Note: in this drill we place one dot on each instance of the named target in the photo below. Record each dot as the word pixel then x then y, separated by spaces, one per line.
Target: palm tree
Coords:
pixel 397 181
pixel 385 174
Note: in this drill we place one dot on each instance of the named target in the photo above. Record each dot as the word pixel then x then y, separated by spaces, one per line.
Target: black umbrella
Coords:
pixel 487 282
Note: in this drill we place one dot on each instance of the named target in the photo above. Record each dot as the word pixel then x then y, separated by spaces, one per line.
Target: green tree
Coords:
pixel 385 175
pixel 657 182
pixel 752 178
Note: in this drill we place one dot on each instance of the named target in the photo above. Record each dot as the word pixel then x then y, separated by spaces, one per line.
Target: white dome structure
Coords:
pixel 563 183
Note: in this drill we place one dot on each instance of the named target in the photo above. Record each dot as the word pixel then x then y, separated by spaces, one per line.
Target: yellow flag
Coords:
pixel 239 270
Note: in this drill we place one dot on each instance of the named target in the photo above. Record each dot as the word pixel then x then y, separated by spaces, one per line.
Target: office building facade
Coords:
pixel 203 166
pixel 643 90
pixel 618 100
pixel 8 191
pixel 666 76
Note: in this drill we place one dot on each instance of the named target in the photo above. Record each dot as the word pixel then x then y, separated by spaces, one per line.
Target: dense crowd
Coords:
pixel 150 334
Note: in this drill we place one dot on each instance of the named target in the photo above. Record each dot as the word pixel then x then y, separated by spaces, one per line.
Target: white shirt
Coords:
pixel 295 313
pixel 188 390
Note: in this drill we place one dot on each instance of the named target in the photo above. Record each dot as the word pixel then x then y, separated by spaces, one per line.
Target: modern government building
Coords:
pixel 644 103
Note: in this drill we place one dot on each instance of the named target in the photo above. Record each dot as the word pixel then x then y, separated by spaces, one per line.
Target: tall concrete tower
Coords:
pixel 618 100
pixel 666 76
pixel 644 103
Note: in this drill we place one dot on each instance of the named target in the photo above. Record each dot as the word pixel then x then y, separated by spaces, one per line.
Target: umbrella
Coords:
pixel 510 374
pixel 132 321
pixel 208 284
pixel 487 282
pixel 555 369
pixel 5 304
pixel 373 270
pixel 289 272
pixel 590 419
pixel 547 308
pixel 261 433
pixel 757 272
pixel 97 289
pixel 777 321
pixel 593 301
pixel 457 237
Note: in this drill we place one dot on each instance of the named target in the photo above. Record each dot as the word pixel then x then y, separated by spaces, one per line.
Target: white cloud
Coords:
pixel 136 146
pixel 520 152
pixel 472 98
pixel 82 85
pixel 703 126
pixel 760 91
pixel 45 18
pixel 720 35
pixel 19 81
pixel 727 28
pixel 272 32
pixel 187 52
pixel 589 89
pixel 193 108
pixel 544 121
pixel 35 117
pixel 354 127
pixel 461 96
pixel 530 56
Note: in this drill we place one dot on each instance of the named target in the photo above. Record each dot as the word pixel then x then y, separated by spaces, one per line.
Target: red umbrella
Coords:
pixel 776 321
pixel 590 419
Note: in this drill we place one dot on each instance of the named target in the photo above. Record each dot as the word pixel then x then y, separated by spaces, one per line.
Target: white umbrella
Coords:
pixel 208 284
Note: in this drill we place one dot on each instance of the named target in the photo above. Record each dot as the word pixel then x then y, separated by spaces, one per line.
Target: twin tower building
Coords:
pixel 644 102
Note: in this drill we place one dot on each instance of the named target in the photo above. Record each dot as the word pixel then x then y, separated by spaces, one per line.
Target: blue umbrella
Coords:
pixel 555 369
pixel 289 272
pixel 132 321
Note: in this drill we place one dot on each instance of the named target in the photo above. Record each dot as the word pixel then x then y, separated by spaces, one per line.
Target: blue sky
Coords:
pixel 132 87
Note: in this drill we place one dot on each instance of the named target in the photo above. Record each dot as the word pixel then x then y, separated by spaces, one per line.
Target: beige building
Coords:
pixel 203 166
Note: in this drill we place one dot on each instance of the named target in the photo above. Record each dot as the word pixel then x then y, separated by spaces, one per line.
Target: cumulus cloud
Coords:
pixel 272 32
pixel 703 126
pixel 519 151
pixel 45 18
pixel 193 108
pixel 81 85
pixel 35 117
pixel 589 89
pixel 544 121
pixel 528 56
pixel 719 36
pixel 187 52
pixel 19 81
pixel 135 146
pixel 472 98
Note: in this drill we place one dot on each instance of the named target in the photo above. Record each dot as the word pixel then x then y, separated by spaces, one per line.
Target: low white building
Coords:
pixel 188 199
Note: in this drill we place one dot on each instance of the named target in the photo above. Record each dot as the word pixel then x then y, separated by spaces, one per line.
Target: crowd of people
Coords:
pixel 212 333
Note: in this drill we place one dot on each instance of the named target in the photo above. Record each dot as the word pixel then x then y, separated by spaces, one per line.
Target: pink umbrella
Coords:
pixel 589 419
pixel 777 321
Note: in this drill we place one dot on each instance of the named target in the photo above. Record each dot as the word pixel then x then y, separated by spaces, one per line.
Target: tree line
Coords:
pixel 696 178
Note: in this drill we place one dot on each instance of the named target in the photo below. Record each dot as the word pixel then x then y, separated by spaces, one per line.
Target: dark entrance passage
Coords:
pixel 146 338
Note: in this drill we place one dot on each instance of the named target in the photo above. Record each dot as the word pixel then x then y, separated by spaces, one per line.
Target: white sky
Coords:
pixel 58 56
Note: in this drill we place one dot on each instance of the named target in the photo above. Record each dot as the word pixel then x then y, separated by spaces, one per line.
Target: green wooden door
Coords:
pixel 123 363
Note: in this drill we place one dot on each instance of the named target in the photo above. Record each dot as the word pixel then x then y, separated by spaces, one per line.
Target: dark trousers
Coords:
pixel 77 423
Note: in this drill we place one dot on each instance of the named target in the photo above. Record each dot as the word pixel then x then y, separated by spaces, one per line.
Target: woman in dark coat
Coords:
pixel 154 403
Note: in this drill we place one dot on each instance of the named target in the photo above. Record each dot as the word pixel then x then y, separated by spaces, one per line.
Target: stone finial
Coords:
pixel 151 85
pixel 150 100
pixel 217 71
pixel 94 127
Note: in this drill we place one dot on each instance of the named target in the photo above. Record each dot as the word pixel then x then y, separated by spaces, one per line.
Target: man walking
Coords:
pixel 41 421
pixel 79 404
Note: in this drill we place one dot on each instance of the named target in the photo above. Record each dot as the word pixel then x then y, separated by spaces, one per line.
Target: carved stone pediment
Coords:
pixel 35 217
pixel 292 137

» What is expected
Copy each line of the listing that carries the string "cloud".

» The completed task
Target: white cloud
Target: cumulus cloud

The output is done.